■ Set problem
Answer these questions using the Shabbat message below:
(a) Which two nations named in the Torah does the message list as groups that have come and gone?
(b) About how many years after Abraham and Sarah does it place the Jewish people today?
(c) What is the name of this week's Torah portion?

■ Article
--- --- ---
Teach Your Children Well: Shabbat Message by Rabbi Greg Weisman

It really is a miracle that we are still here.

If you ask scholars of ancient civilizations, they would tell you that there is no good reason that the Jewish people are still around. Dozens and dozens of groups have come and gone since God called upon Abraham to leave the land and community he was born into to start a new nation. Some of those nations are named in the Torah, like the Canaanites and the Perizzites. Some have attacked and tried to subjugate us, like the Assyrians and the Babylonians. The Roman Empire and the British Empire have risen to near global domination, only to have their power and influence recede to the status of “regular” nation. All along the way, countless minority groups have come and gone, many at best footnotes in the history of civilization.

But for thousands of years, the Jewish people have found a way to survive whatever challenge presented itself, and here we are some 4000 years after Abraham and Sarah started it all.

So, what’s the secret? How did this miracle come to be?

An obvious answer is in Abraham’s story, when God promised Abraham to look after his descendants, to make them as numbers as the stars of the sky, and to bless those who would bless them. How are we still here? Because God made it be so.

That is a spiritually satisfying answer, but inquiring minds would like to know: “How?” It was more than God protecting us in moments of peril, preventing us from extinction. There must have been things God did for us, or things that God gave us, that enabled us to navigate and weather thousands of years of history and challenges, that empowered us to survive and even thrive.

Of course, there are, and one important one is sitting in this week’s Torah portion, Vaetchanan. The Parasha has perhaps our tradition’s most famous words, the words of the Shema and V’ahavta, along with the second iteration of the Ten Commandments. If you want one Torah portion that can be held up as the clearest example of what it means to live a Jewish life, this one may be it.

The verses in our portion start with the Shema and go into the V’ahavta set for us the responsibility to consider and engage with our tradition and its teachings on a daily basis: when we go to bed, when we get up, when we are walking about, when we leave or enter our houses and see our mezuzot.

Everywhere we go we remind ourselves of the responsibilities as Jews that we have towards God and towards one another. But embedded within the litany of times in our daily lives when we are to consider our responsibilities is something that extends and expands them through the generations: the words ViShinantam L’vanecha.
--- --- ---
■ Information given
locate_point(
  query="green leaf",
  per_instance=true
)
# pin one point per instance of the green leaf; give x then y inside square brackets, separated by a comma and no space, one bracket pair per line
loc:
--- --- ---
■ Final result
(a) The Canaanites and the Perizzites.
(b) Some 4000 years.
(c) Vaetchanan.